Records taken from a data source:
■ ■ ■ ■ ■

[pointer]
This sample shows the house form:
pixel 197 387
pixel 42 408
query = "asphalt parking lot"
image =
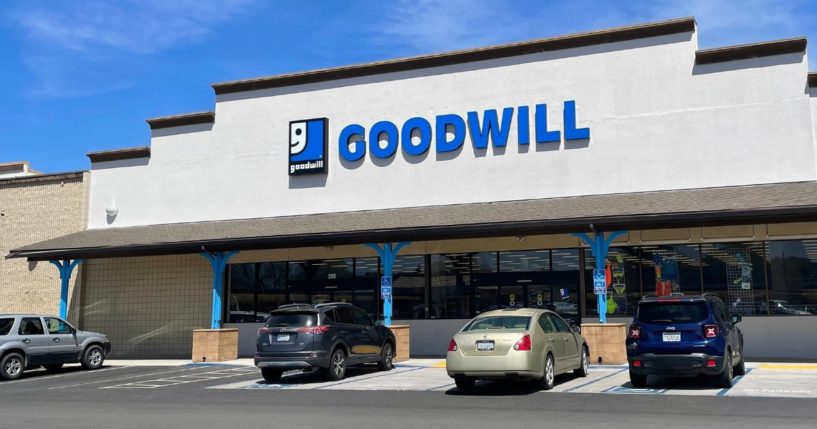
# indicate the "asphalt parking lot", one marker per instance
pixel 762 380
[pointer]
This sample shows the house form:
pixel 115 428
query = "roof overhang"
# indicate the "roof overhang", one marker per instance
pixel 740 205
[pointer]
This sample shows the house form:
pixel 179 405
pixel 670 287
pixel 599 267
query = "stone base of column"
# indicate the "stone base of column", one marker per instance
pixel 606 342
pixel 403 346
pixel 215 345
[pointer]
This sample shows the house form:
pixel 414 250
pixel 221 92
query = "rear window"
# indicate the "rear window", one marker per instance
pixel 285 320
pixel 5 325
pixel 499 322
pixel 672 312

■ ■ ■ ■ ■

▶ GIVEN EXERCISE
Quote all of the records above verbatim, leaving the pictures out of your answer.

▶ RESULT OF THE TASK
[pointer]
This sample shows the house form:
pixel 197 387
pixel 42 408
query = "asphalt parking lot"
image =
# indicate the "asphalt parking lot", one marker per instance
pixel 762 380
[pointer]
This sample shows the house form:
pixel 115 428
query = "roof overhang"
# indicate the "roof overhang", one marker per instance
pixel 740 205
[pointer]
This sample shows the house form:
pixel 179 405
pixel 670 287
pixel 599 267
query = "stone base of column"
# indicate the "stone base of column", one marker per instance
pixel 606 342
pixel 403 346
pixel 215 345
[pointer]
This sample shows the house form:
pixel 414 250
pixel 221 92
query = "rear window"
# indicate the "rear window", one marker per instance
pixel 285 320
pixel 5 325
pixel 499 322
pixel 672 312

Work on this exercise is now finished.